«Трава забвенья» — автобиографическая повесть Валентина Катаева, впервые изданная в 1967 году.

Цитаты

править
  •  

Однажды я уже говорил или даже, кажется, писал, что обнаружил у себя способность перевоплощения не только в самых разных людей, но также в животных, растения, камни, предметы домашнего обихода, даже в абстрактные понятия, как, например, вычитание или что-нибудь подобное.
Я, например, как-то был даже квадратным корнем.
Я думаю, что это свойство каждого человека.

  •  

— Да, но разве вы не признаете в поэзии заумного? <…> Сейчас это многие признают.
— Быть может. Но я полагаю, раз оно заумное, то, значит, по ту сторону ума, то есть глупость, — сказал Бунин.

  •  

Так как на даче не было ни души, я беспрепятственно прошел через все комнаты и остановился в дверях кабинета, где за письменным столом сидел, как я сразу понял, сам А. М. Фёдоров на фоне громадного, во всю стену, венецианского окна с дорогими шпингалетами, на треть занятого морем, большефонтанским берегом и маяком, а на две трети движущимся громадным облачным небом ранней весны — ещё холодной и хмурой, со штормами и неправдоподобно крупными почками конского каштана, как бы густо обмазанными столярным клеем. А. М. Фёдоров задумчиво, с паузами, заносил что-то в объёмистую записную книжку. Наверное, пишет стихи, подумал я и вступил в комнату, с ужасом слыша скрип своих новых ботинок. — Здравствуйте, — сказал я, прокашлявшись. Он нервно вздрогнул всем телом и вскинул свою небольшую красивую голову с точёным, слегка горбатым носом и совсем маленькой, серебристой бородкой: настоящий европейский писатель, красавец, человек из какого-то другого, высшего мира; с такими людьми я ещё никогда не встречался, сразу видно: утончённый, изысканно-простой, до кончиков ногтей интеллигентный, о чём свидетельствовали домашний батистовый галстук бантом, вельветовая рабочая куртка, янтарный мундштук, придавая ему нечто в высшей степени художественное.

  •  

Вообще в то время никто никого не признавал. Это было признаком хорошего литературного тона. Как и теперь, впрочем.

  •  

Я ползу по волосатой руке громадного мирозданья, но я отличаюсь от муравья хотя бы тем, что не похож на нотный знак; тем, что у меня есть фантазия, тем, что я могу назвать вечность вечностью, а время назвать временем, хотя и не знаю, что это такое.

  •  

Антагонизм литературных направлений. Не выдумка ли это? По-моему, не существует никаких литературных направлений. Есть одно только направление в искусстве: всепокоряющая гениальность. Даже просто талант. И — воображение.

  •  

По отношению к прошлому будущее находится в настоящем. По отношению к будущему настоящее находится в прошлом. Так где же нахожусь я сам?

  •  

Смеркалось.
================================
◆ ЗАДАНИЯ:
1/ Перечислите предметы, которые в цитатах из повести «Трава забвенья» свидетельствуют о том, что А. М. Фёдоров интеллигентен до кончиков ногтей.
2/ Подхватите цитаты из повести «Трава забвенья» сразу после слова «Смеркалось» и продолжите текст.

◆ ВЫБОРКА ДАННЫХ:
================================
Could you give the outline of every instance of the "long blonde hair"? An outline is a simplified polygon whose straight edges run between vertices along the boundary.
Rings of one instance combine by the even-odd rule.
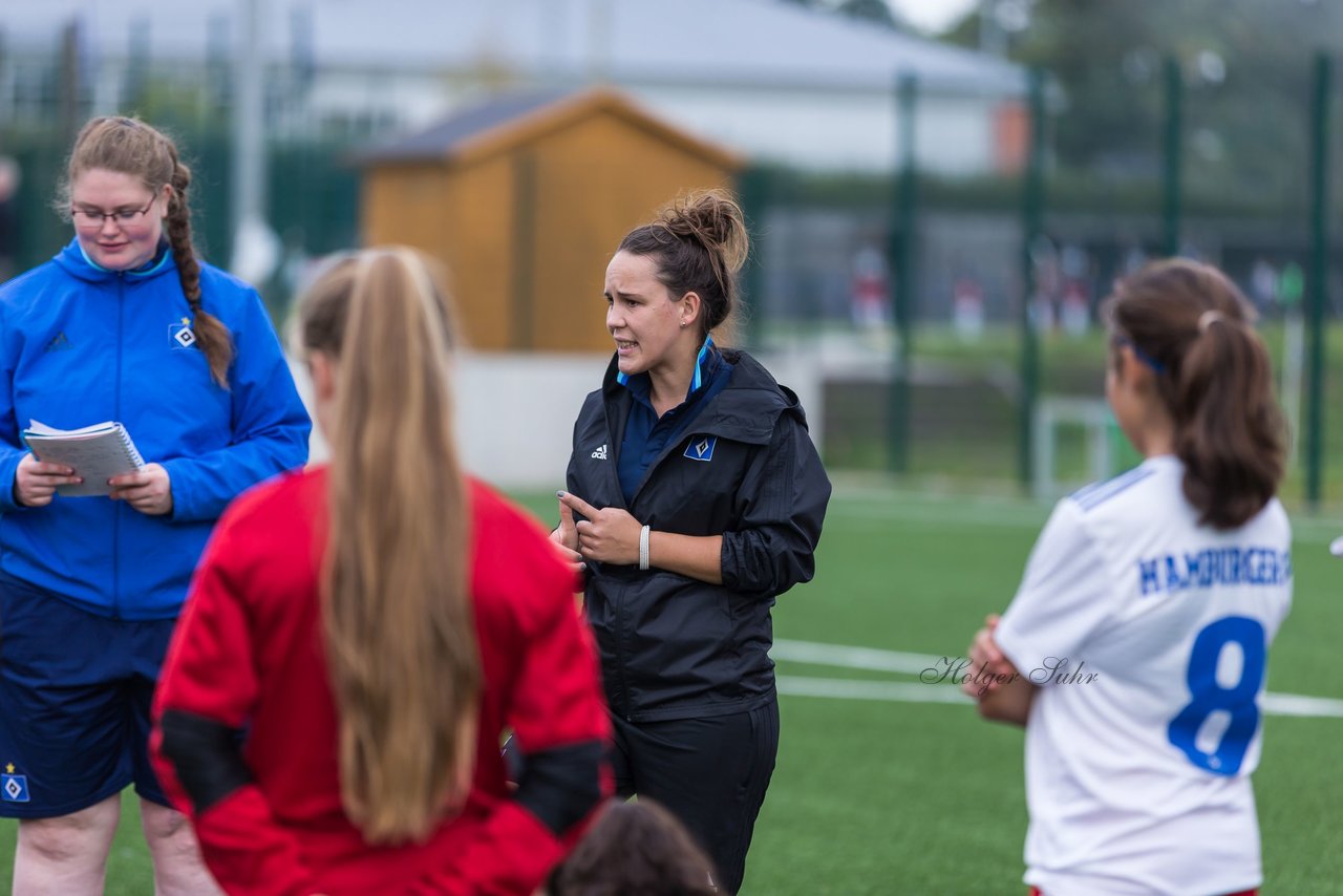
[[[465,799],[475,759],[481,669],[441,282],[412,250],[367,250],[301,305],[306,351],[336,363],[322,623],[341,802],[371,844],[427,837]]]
================================
◆ ОТВЕТЫ:
1/ Домашний батистовый галстук бантом, вельветовая рабочая куртка, янтарный мундштук.

2/
Я хотел включить свет, но Маяковский остановил меня величественным мановением руки:
— Не надо. Будем экономить электроэнергию.
Я сбегал на Сретенку в «гастроном» купить что-нибудь поесть, но полки были пустые, в витрине виднелись деревянные муляжи окороков и красных головок голландского сыра, а в отделе закусок были выставлены штабеля пачек злакового кофе и возвышались горы чего-то тошнотворно-перламутрового под угнетающей надписью «бычьи семенники».
Но шампанское ещё имелось, хотя и в ограниченном количестве.
Я принес бутылку полусухого «абрау-дюрсо» и поставил на зеленом сукне письменного стола.
— К сожалению, больше ничего не достал.
Он усмехнулся половиной лица, и характерная для его улыбки толстая складка оползла вокруг его рта, сделав выражение его лица с косыми скулами ещё более саркастическим.
— Фазанов не достали? — деловито спросил он.
— Фазанов не достал.
— Я вам никогда не рассказывал? <…> Из эпохи моей голодной юности. Мою автобиографию, надеюсь, читали? Называется «Я сам». Там есть глава под заглавием «Куоккала». Начинается эпически: «Семизнакомая система (семипольная). Установил семь обедающих знакомств. В воскресенье «ем» Чуковского, понедельник — Евреинова и т. д.» <…> Вы знаете, что такое Евреинов? Нет, вы не знаете, что такое Евреинов. Известнейший в своё время режиссёр, сноб, теоретик, эстет, создатель знаменитого «театра для себя». Барин, дворянин, любил покровительствовать молодым гениям. Пытался их даже подкармливать. Я был в то время молодой гений. Прихожу однажды к Евреинову подкармливаться. Голодный, как чёрт. Вола б съел.
— А Маяковский! Рад вас видеть. Вытирайте ноги и входите. Вы, наверное, не против хорошего ужина, по лицу вижу. Гении всегда голодают. Но сейчас мы это все устроим. Фазанов любите?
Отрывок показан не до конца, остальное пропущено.